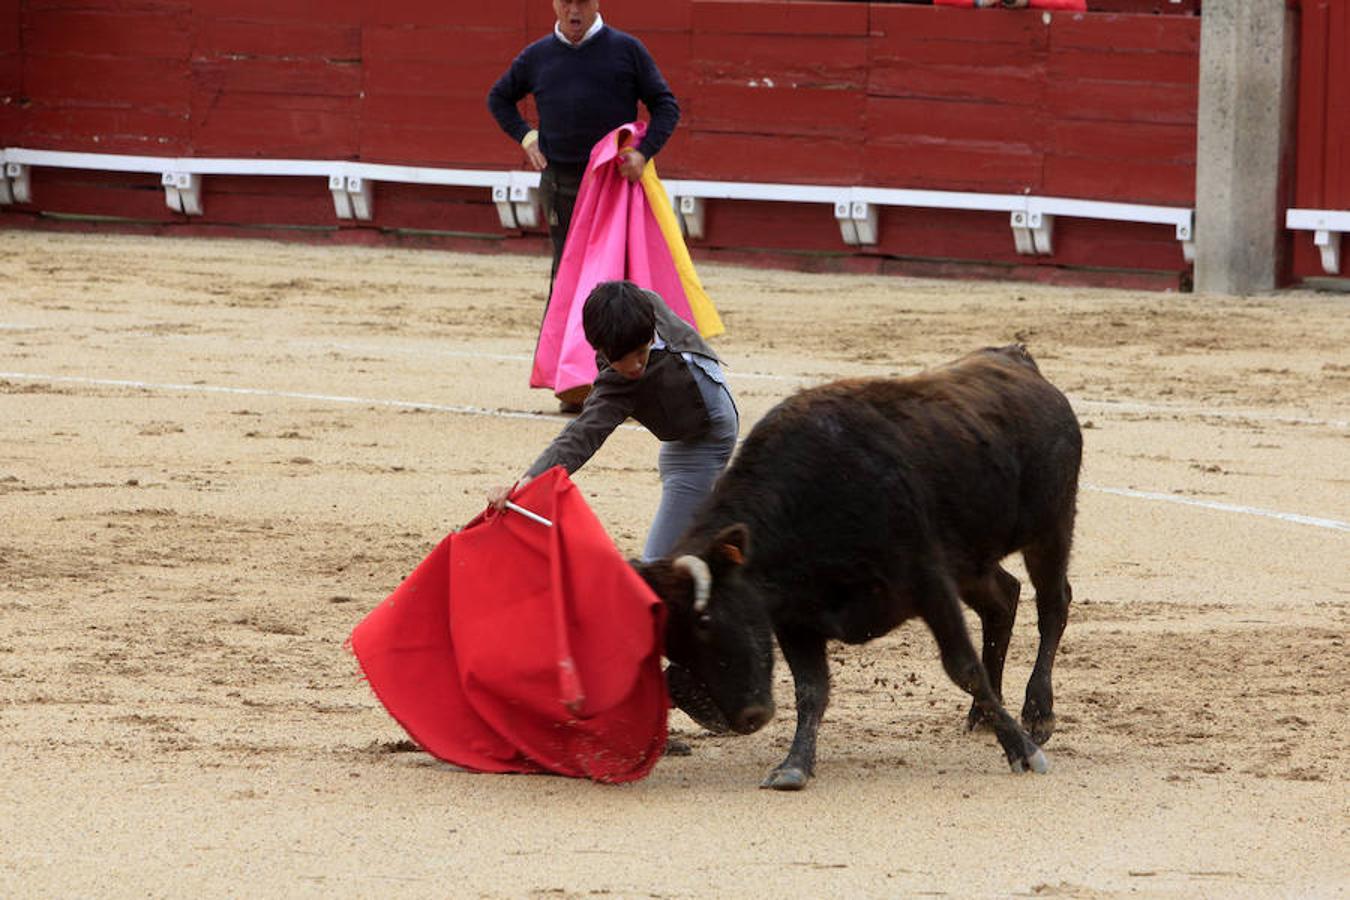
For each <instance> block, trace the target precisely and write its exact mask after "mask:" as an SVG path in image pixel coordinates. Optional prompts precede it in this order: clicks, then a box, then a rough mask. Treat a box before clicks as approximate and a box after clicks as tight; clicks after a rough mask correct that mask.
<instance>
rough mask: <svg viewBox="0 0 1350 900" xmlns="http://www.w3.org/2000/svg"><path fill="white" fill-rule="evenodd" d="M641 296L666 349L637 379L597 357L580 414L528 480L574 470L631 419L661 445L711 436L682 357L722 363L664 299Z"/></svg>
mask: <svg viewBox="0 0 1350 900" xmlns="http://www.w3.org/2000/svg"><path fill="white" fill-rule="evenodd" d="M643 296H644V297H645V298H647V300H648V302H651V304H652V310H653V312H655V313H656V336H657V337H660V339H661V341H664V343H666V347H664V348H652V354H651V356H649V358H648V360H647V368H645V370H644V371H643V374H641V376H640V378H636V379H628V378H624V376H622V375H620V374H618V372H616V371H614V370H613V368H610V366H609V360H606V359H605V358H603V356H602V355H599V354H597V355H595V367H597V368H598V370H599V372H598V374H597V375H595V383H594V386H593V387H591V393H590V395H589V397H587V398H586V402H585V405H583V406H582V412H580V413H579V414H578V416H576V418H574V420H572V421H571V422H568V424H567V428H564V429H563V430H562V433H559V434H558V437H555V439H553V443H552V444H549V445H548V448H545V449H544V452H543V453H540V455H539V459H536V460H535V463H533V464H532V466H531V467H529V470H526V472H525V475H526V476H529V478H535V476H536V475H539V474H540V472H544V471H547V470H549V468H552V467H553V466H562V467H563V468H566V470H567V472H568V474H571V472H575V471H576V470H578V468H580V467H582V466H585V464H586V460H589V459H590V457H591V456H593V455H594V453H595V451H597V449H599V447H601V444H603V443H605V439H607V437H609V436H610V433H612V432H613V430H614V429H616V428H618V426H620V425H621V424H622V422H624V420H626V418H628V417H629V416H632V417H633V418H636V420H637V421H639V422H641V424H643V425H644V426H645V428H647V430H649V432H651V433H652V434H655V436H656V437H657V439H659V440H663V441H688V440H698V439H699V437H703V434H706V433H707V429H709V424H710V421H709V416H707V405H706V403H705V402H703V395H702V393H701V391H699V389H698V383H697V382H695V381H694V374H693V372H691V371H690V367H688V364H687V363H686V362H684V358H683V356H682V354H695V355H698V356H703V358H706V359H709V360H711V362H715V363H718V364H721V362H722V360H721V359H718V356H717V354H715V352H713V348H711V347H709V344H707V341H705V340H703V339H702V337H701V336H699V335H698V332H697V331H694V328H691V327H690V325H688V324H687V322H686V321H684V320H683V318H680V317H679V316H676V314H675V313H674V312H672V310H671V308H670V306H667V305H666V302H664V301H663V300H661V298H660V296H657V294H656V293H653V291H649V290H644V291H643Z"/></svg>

==================================================

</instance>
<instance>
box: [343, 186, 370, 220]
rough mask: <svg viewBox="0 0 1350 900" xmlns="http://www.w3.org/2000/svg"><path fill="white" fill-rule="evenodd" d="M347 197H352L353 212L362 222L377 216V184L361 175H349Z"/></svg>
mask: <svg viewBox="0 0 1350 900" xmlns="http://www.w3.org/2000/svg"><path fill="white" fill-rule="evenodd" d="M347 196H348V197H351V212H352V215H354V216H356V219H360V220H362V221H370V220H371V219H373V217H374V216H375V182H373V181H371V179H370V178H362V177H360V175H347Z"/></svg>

==================================================

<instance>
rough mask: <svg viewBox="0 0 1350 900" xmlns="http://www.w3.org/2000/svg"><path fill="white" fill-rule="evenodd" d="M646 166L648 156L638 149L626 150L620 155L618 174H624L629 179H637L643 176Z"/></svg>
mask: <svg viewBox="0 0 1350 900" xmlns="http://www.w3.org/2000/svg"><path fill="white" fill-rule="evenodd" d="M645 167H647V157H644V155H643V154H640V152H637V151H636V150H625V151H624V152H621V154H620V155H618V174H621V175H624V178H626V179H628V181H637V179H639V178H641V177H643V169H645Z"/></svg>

==================================================

To do ::
Rewrite the material from the line containing "For each <instance>" through the line containing "296L666 349L637 379L597", renaming "clicks" to "points" and leaving everything else unchanged.

Final answer ::
For each <instance> block, trace the target precisely and write its exact mask after "mask:" as an SVG path in image pixel coordinates. Optional prompts precede it in this order: points, then a box, then a rough mask. Treat a box before points as approximate and a box after points as tight; points after a rough mask correct that mask.
<instance>
rough mask: <svg viewBox="0 0 1350 900" xmlns="http://www.w3.org/2000/svg"><path fill="white" fill-rule="evenodd" d="M641 296L666 349L637 379L597 357L580 414L528 480L574 470L631 419L661 445L711 436L682 357L722 363L664 299Z"/></svg>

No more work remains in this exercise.